• [WHAT IS BEING ASKED]:
Please rewrite the rows below, swapping "marker" for "pin" wherever it appears and leaving everything else the same. Leave the pictures out of your answer.
## START TASK INPUTS
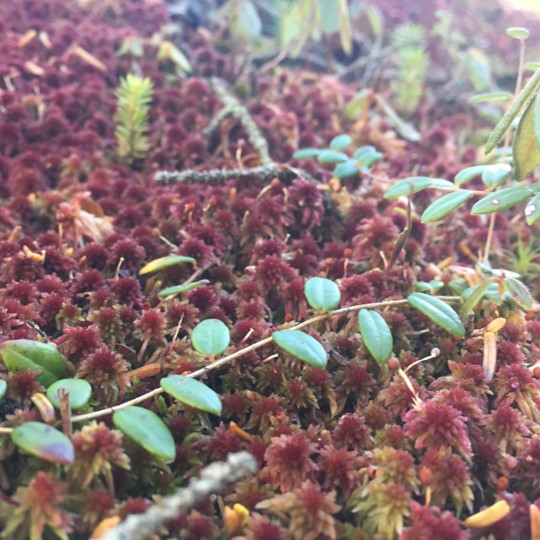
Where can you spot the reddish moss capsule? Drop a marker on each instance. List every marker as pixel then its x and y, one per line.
pixel 426 476
pixel 502 483
pixel 393 363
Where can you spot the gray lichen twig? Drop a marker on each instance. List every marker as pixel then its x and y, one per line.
pixel 213 479
pixel 233 107
pixel 263 174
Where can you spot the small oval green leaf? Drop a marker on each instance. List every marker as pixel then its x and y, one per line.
pixel 490 96
pixel 26 354
pixel 526 146
pixel 165 262
pixel 301 346
pixel 306 153
pixel 321 293
pixel 446 204
pixel 501 200
pixel 210 337
pixel 517 32
pixel 414 184
pixel 332 156
pixel 439 312
pixel 148 430
pixel 376 335
pixel 346 169
pixel 179 289
pixel 340 142
pixel 361 152
pixel 532 210
pixel 519 292
pixel 43 441
pixel 192 392
pixel 465 175
pixel 79 392
pixel 514 109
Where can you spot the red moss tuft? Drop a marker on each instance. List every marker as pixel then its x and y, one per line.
pixel 433 425
pixel 288 461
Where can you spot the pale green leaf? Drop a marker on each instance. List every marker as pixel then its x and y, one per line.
pixel 501 200
pixel 146 429
pixel 322 293
pixel 79 392
pixel 446 204
pixel 301 346
pixel 439 312
pixel 192 392
pixel 165 262
pixel 376 335
pixel 210 337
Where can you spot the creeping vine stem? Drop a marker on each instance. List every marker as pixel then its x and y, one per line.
pixel 245 350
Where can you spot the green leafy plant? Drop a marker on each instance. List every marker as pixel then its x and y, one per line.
pixel 345 166
pixel 79 392
pixel 148 430
pixel 24 354
pixel 134 95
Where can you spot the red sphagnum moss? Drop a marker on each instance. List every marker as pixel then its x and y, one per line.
pixel 356 450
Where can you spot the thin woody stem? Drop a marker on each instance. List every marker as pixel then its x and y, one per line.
pixel 246 350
## END TASK INPUTS
• [ANSWER IN FULL]:
Where can you spot the reddish moss capsule? Drop a pin on each instance. List every pin as pixel then its x and y, one per line.
pixel 426 476
pixel 502 483
pixel 393 363
Where can you spot the gray lichen twig? Drop a pin on each instance. List every pin as pixel then its x and y, one per line.
pixel 213 479
pixel 233 107
pixel 263 174
Where can you spot the small oval green leaf? Drop a pin on each instance. List every pin as pixel then its x and y, one per line.
pixel 490 96
pixel 26 354
pixel 526 146
pixel 165 262
pixel 301 346
pixel 306 153
pixel 321 293
pixel 446 204
pixel 501 200
pixel 210 337
pixel 517 32
pixel 414 184
pixel 332 156
pixel 439 312
pixel 148 430
pixel 376 335
pixel 346 169
pixel 179 289
pixel 340 142
pixel 361 152
pixel 532 210
pixel 519 292
pixel 43 441
pixel 192 392
pixel 465 175
pixel 79 392
pixel 514 109
Where can you spot the red moss tuft? Drop a pin on each instance. List every pin as pixel then its x and y, one per line.
pixel 433 425
pixel 288 461
Where can you spot the pale green leaf? Drop a pin on each instance. List every pin as pixel then its x and y, one per line.
pixel 501 200
pixel 146 429
pixel 322 293
pixel 79 392
pixel 446 204
pixel 301 346
pixel 439 312
pixel 192 392
pixel 165 262
pixel 376 335
pixel 210 337
Where can you spot the creeping vine stem? Drop a pin on each instance. List every pin as pixel then its x and y, one per line.
pixel 245 350
Where can you spot the green leafy plant? Drop a pin on each instance. List every pin as pixel then its x and y, one per line.
pixel 345 166
pixel 79 392
pixel 148 430
pixel 24 354
pixel 134 95
Where can you spot the red sphagnum moss? Drop a pin on each instance. List every pin as pixel then its x and y, one per line.
pixel 356 450
Where can you spot the thin woody stem? Drop a pin on each instance. List every pin as pixel then its x and y, one per line.
pixel 246 350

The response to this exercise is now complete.